Exercises
a: In the article on Canadian cities and marijuana dispensaries, by what date were Vancouver stores that did not advance in the licensing review supposed to close?
b: Copy the article on Canadian cities and marijuana dispensaries from "Vancouver's city staff, cognizant" up to and including "in the clear.".

Harrison Jordan is a second-year law student at Osgoode Hall Law School and studies the evolution of Canadian drug laws
Canada's municipalities are in a tough position when it comes to pot. Faced with a previous federal government that had no interest in legalizing marijuana or modifying its obtuse mail-order medical-marijuana program, Toronto and Vancouver have swiftly become home to more than 250 dispensaries that operate outside the law, with more than 100 now open in Ontario's capital.
The rush to open more storefronts appears to be accelerating ahead of the federal government's pledge to introduce a legalization bill next spring, as wannabe entrepreneurs try to cash in before a potentially new regulatory regime comes into force. But cities facing pressure from citizens to crack down on the flourishing businesses are discovering they may lack the legal authority to do so.
In June, 2015, Vancouver city council passed a bylaw establishing a licensing process for the city's storefront pot shops. The bylaw sought to regulate everything from the minimum age of patrons to promotional displays to a buffer zone between schools. While some businesses have advanced to the next stage of review, no storefront has yet to receive a coveted full business licence, and all stores that did not advance were supposed to close by April 29. The next day, city officials there began ticketing some locations and threatened court-ordered shutdowns. There's no similar bylaw in Toronto targeting storefronts, though that hasn't stopped the city's chief municipal licensing investigator from suggesting that enforcement action would be taken.
However, our Constitution as passed in 1867 prescribed a federalist system of government that divided the power to enact laws between the levels of government. Under what's known as the doctrine of paramountcy, the Constitution dictates that the federal government has exclusive authority over certain matters, including criminal laws. That's not to say other levels of government can't levy conduct-curbing sanctions on businesses and individuals – cities do that all the time. But the moment they attempt to regulate something that is at its core a matter of criminal law, they are overstepping into the exclusive criminal-law power of the federal government.
Vancouver's city staff, cognizant of this hazard, drafted the bylaw's language with finesse so that it appears to comply with the division of powers. Instead of explicitly targeting businesses that sell marijuana, the bylaw purports to cover "retail business in which the use of marijuana for medicinal purposes is advocated." Similarly, there are no rules about the supply or quality of marijuana, and the ban on "edibles" that storefronts face is actually a blanket ban on foods that doesn't mention the substance. But even with the textual sleight of hand, Vancouver may not be in the clear.

Listed records
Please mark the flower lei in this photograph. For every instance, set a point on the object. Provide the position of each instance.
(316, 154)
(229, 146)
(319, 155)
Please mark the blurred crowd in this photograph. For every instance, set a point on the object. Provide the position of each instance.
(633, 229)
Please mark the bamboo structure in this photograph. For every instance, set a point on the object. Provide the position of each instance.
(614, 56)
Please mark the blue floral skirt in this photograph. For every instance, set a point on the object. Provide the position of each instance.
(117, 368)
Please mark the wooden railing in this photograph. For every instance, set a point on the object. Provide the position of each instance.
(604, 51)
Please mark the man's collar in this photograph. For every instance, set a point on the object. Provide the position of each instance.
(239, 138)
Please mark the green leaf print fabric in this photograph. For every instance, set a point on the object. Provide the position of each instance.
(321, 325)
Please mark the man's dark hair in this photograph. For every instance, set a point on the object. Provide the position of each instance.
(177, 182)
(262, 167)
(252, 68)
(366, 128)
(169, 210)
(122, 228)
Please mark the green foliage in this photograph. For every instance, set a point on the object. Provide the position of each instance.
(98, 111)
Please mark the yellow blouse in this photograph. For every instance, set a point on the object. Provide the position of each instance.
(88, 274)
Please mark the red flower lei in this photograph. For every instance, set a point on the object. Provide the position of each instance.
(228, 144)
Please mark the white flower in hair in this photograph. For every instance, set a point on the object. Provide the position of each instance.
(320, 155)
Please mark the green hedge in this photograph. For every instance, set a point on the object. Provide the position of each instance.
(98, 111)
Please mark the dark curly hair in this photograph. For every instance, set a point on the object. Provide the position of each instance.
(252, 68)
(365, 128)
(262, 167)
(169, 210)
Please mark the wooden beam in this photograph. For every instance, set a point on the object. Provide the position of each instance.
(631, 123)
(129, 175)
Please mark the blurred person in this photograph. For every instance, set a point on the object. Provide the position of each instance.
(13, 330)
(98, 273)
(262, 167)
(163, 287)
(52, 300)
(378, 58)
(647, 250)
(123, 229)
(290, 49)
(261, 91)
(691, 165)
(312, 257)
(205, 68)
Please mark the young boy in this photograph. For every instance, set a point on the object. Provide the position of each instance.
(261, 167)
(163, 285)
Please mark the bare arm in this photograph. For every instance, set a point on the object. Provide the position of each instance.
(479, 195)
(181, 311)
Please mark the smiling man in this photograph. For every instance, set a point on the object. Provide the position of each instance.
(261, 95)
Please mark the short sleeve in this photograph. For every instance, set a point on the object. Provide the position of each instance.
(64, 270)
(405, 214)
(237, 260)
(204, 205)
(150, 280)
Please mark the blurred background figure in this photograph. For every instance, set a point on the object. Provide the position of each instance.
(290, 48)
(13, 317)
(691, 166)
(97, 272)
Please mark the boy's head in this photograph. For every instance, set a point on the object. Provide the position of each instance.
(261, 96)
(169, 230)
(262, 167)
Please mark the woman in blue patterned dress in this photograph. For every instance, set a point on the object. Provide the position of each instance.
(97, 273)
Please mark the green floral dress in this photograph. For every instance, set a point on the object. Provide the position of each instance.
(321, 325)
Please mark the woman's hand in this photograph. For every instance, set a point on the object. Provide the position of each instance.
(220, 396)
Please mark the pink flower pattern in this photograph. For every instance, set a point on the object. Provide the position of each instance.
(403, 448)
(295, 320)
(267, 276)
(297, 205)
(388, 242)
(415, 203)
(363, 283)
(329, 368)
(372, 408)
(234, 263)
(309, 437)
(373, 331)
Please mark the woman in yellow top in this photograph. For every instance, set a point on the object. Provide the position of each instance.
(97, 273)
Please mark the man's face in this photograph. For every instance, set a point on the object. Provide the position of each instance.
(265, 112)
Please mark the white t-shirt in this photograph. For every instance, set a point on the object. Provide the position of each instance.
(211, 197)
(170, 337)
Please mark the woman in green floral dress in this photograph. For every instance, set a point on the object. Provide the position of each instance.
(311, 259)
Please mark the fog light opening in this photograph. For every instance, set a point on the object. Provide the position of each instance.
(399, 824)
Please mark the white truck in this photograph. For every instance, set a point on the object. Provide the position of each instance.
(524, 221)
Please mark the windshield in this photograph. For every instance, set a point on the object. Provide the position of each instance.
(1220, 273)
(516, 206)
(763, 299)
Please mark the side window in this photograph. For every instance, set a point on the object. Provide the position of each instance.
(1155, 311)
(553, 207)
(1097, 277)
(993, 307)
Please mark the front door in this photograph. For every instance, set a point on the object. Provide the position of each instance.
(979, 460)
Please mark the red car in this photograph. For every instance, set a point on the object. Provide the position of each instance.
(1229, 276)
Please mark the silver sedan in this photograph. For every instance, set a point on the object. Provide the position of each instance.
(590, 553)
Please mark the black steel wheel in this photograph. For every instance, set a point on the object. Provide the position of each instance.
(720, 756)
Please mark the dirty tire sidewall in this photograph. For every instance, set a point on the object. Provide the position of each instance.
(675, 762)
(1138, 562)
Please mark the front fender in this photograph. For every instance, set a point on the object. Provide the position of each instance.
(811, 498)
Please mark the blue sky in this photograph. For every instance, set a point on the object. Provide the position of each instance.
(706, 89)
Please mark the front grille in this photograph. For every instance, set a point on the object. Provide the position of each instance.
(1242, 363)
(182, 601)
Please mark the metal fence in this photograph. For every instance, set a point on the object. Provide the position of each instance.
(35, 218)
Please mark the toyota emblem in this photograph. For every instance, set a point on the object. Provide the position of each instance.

Expected results
a: April 29

b:
Vancouver's city staff, cognizant of this hazard, drafted the bylaw's language with finesse so that it appears to comply with the division of powers. Instead of explicitly targeting businesses that sell marijuana, the bylaw purports to cover "retail business in which the use of marijuana for medicinal purposes is advocated." Similarly, there are no rules about the supply or quality of marijuana, and the ban on "edibles" that storefronts face is actually a blanket ban on foods that doesn't mention the substance. But even with the textual sleight of hand, Vancouver may not be in the clear.